● **Exercise instructions**
Reformat every one of the records below as a numbered list, one line per item, and drop any blank lines.

● **Given information**

————

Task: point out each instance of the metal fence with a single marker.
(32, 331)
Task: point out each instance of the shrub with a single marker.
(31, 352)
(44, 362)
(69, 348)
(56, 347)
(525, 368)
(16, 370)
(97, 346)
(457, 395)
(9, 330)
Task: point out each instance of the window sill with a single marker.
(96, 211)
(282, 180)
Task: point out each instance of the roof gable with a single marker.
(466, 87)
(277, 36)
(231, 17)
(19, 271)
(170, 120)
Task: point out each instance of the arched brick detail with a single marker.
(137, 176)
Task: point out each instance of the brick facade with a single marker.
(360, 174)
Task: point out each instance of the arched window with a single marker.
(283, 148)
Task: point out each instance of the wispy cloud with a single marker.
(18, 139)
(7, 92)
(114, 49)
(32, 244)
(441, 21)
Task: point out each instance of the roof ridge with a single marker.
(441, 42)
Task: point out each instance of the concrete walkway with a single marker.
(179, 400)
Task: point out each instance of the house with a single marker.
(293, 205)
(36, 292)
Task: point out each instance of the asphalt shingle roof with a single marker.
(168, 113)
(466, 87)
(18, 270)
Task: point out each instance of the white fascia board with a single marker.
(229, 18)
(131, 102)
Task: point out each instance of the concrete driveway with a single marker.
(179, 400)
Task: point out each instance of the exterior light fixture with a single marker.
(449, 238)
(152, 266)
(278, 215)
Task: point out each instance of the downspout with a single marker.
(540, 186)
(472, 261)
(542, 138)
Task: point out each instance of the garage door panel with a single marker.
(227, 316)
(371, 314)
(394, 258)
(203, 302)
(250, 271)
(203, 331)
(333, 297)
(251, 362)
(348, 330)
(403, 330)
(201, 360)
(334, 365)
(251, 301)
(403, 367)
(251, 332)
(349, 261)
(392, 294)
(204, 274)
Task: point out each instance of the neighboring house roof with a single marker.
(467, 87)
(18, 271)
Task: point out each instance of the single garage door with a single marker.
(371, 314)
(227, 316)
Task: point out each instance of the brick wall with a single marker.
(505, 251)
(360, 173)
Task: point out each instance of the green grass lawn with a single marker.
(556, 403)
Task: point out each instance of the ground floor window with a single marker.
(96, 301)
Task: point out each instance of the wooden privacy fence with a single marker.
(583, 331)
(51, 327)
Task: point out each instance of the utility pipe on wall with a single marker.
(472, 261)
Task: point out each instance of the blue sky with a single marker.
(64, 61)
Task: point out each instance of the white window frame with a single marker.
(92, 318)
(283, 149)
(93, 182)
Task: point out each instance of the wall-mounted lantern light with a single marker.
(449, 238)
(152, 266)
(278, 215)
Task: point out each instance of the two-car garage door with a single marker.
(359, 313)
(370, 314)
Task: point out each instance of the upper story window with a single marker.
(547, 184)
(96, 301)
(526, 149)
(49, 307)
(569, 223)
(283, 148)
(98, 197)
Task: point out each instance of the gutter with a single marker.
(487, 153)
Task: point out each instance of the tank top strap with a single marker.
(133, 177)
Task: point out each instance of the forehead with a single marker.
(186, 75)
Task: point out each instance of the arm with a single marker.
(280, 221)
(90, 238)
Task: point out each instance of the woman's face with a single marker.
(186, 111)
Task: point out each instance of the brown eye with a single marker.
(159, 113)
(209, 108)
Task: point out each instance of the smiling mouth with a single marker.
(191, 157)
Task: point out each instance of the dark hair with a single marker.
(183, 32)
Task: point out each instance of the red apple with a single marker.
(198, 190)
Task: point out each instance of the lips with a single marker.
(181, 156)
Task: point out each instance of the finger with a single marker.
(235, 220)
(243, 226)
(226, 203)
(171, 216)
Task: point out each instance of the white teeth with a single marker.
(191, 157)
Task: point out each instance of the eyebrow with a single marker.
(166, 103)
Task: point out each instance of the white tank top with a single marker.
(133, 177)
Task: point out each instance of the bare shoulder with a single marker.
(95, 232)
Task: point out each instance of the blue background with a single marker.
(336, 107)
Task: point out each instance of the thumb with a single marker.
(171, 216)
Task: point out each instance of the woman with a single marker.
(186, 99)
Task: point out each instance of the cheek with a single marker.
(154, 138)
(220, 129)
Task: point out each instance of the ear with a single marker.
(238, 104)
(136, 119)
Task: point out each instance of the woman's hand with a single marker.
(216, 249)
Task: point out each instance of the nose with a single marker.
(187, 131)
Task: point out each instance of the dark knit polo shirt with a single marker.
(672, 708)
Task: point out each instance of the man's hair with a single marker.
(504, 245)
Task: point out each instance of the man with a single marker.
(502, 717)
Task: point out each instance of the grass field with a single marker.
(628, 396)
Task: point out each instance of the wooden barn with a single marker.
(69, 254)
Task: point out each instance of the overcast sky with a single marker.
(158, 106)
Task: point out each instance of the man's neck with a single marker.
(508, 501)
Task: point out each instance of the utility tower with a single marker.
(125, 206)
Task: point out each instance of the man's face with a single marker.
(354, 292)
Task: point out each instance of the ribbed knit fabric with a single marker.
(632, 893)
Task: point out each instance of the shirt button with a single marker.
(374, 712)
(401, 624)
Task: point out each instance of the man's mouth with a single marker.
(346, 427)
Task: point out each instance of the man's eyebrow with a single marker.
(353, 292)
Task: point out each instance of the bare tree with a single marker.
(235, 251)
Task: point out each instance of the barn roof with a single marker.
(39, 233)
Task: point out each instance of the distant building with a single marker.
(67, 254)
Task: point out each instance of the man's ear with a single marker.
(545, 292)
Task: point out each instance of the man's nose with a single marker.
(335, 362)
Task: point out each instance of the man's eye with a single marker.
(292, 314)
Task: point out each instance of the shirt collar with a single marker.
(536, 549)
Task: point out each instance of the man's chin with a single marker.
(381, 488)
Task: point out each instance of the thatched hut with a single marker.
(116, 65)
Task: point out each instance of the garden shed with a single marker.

————

● **Written answer**
1. Task: point out each instance of the metal fence with a single marker.
2. (32, 331)
3. Task: point out each instance of the shrub with a single marker.
4. (31, 352)
5. (44, 362)
6. (69, 348)
7. (56, 347)
8. (525, 368)
9. (16, 370)
10. (97, 346)
11. (457, 395)
12. (9, 330)
13. Task: point out each instance of the window sill with a single marker.
14. (96, 211)
15. (282, 180)
16. Task: point out each instance of the roof gable with a single marker.
17. (466, 87)
18. (277, 36)
19. (231, 17)
20. (19, 271)
21. (170, 120)
22. Task: point out each instance of the arched brick detail with a single marker.
23. (137, 176)
24. Task: point out each instance of the brick facade with a single marker.
25. (360, 174)
26. Task: point out each instance of the arched window with a single marker.
27. (283, 148)
28. Task: point out each instance of the wispy cloud with a single marker.
29. (18, 139)
30. (7, 92)
31. (114, 49)
32. (32, 244)
33. (441, 21)
34. Task: point out each instance of the roof ridge with a single marker.
35. (441, 42)
36. Task: point out each instance of the concrete walkway with a single marker.
37. (179, 400)
38. Task: point out each instance of the house with a single marker.
39. (293, 205)
40. (36, 292)
41. Task: point out each instance of the asphalt shingle roof with a single marker.
42. (168, 113)
43. (466, 87)
44. (18, 270)
45. Task: point out each instance of the white fascia board with a single marker.
46. (229, 18)
47. (131, 102)
48. Task: point out each instance of the concrete driveway with a single marker.
49. (179, 400)
50. Task: point out each instance of the exterior light fixture with a single marker.
51. (449, 238)
52. (152, 266)
53. (278, 215)
54. Task: point out each instance of the downspout with a single marker.
55. (540, 186)
56. (472, 261)
57. (542, 138)
58. Task: point out each instance of the garage door panel with a single marker.
59. (227, 316)
60. (371, 314)
61. (394, 258)
62. (203, 302)
63. (250, 271)
64. (203, 331)
65. (333, 297)
66. (251, 362)
67. (348, 330)
68. (403, 330)
69. (201, 360)
70. (334, 365)
71. (251, 301)
72. (403, 367)
73. (251, 332)
74. (349, 261)
75. (392, 294)
76. (204, 274)
77. Task: point out each instance of the neighboring house roof with a single marker.
78. (467, 87)
79. (18, 271)
80. Task: point out each instance of the single garage door with a single marker.
81. (371, 314)
82. (227, 316)
83. Task: point out each instance of the brick wall with a single marker.
84. (505, 251)
85. (360, 173)
86. Task: point out each instance of the green grass lawn with a single marker.
87. (556, 403)
88. Task: point out each instance of the ground floor window with a single marker.
89. (96, 301)
90. Task: point out each instance of the wooden privacy fence with a single marker.
91. (583, 331)
92. (51, 327)
93. Task: point out each instance of the utility pipe on wall with a single marker.
94. (472, 261)
95. Task: point out each instance of the blue sky with a single marker.
96. (64, 61)
97. Task: point out each instance of the white window frame with a single marker.
98. (92, 318)
99. (283, 149)
100. (93, 182)
101. Task: point out each instance of the wall-mounted lantern light with a single marker.
102. (449, 238)
103. (152, 266)
104. (278, 215)
105. Task: point out each instance of the two-car garage door with a single marker.
106. (359, 313)
107. (370, 314)
108. Task: point out each instance of the upper story window with a single marker.
109. (547, 184)
110. (96, 301)
111. (526, 149)
112. (49, 307)
113. (569, 223)
114. (283, 148)
115. (98, 197)
116. Task: point out each instance of the gutter with a single marker.
117. (487, 153)
118. Task: point out each instance of the tank top strap with a single marker.
119. (133, 177)
120. Task: point out each instance of the forehead with a single marker.
121. (186, 75)
122. Task: point out each instance of the arm with a single marker.
123. (280, 221)
124. (90, 238)
125. Task: point out each instance of the woman's face with a single marker.
126. (186, 111)
127. Task: point out each instance of the brown eye with a single marker.
128. (159, 113)
129. (209, 108)
130. Task: point out each instance of the smiling mouth with a single marker.
131. (191, 157)
132. Task: point out each instance of the dark hair with a single marker.
133. (183, 32)
134. Task: point out each instance of the red apple with a single marker.
135. (198, 190)
136. Task: point out each instance of the lips with a single marker.
137. (181, 156)
138. Task: point out each instance of the finger with a single marker.
139. (235, 220)
140. (243, 226)
141. (226, 203)
142. (171, 216)
143. Task: point out each instance of the white teeth with a single marker.
144. (191, 157)
145. Task: point out each instance of the eyebrow with a single marker.
146. (166, 103)
147. Task: point out each instance of the white tank top with a single marker.
148. (133, 177)
149. Task: point out each instance of the bare shoulder with a single marker.
150. (95, 232)
151. Task: point out each instance of the blue background with a single marker.
152. (336, 107)
153. Task: point out each instance of the thumb with a single marker.
154. (171, 216)
155. Task: point out each instance of the woman with a single marker.
156. (186, 99)
157. Task: point out each instance of the cheek with a single marker.
158. (154, 138)
159. (220, 129)
160. Task: point out each instance of the ear with a single marker.
161. (238, 104)
162. (136, 119)
163. Task: point out each instance of the woman's hand with a single marker.
164. (216, 249)
165. Task: point out each instance of the nose with a single marker.
166. (187, 131)
167. Task: point out each instance of the dark knit polo shirt with a single marker.
168. (672, 708)
169. Task: point out each instance of the man's hair with a single marker.
170. (504, 245)
171. Task: point out each instance of the man with a single marker.
172. (502, 717)
173. Task: point out each instance of the grass field with a single marker.
174. (628, 396)
175. Task: point out each instance of the wooden barn with a single marker.
176. (69, 254)
177. Task: point out each instance of the overcast sky with a single marker.
178. (158, 106)
179. Task: point out each instance of the man's neck with a single marker.
180. (508, 501)
181. Task: point out each instance of the utility tower with a single marker.
182. (125, 206)
183. Task: point out each instance of the man's face with a single marker.
184. (354, 292)
185. Task: point out each instance of the ribbed knit fabric with a single marker.
186. (632, 893)
187. Task: point out each instance of the shirt button with a single marker.
188. (374, 712)
189. (401, 624)
190. Task: point out each instance of the man's mouth with a single marker.
191. (346, 427)
192. Task: point out each instance of the man's eyebrow with a single marker.
193. (353, 292)
194. Task: point out each instance of the bare tree with a single marker.
195. (235, 251)
196. Task: point out each instance of the barn roof with a single marker.
197. (39, 233)
198. Task: point out each instance of the distant building with a single marker.
199. (67, 254)
200. Task: point out each instance of the man's ear with a single marker.
201. (545, 292)
202. Task: point out each instance of the man's nose with a single marker.
203. (335, 362)
204. Task: point out each instance of the man's eye with a single marker.
205. (292, 314)
206. Task: point out each instance of the shirt collar with a single marker.
207. (536, 549)
208. Task: point out each instance of the man's chin with a single marker.
209. (381, 488)
210. Task: point out each instance of the thatched hut with a single marker.
211. (116, 65)
212. Task: point out each instance of the garden shed with a single marker.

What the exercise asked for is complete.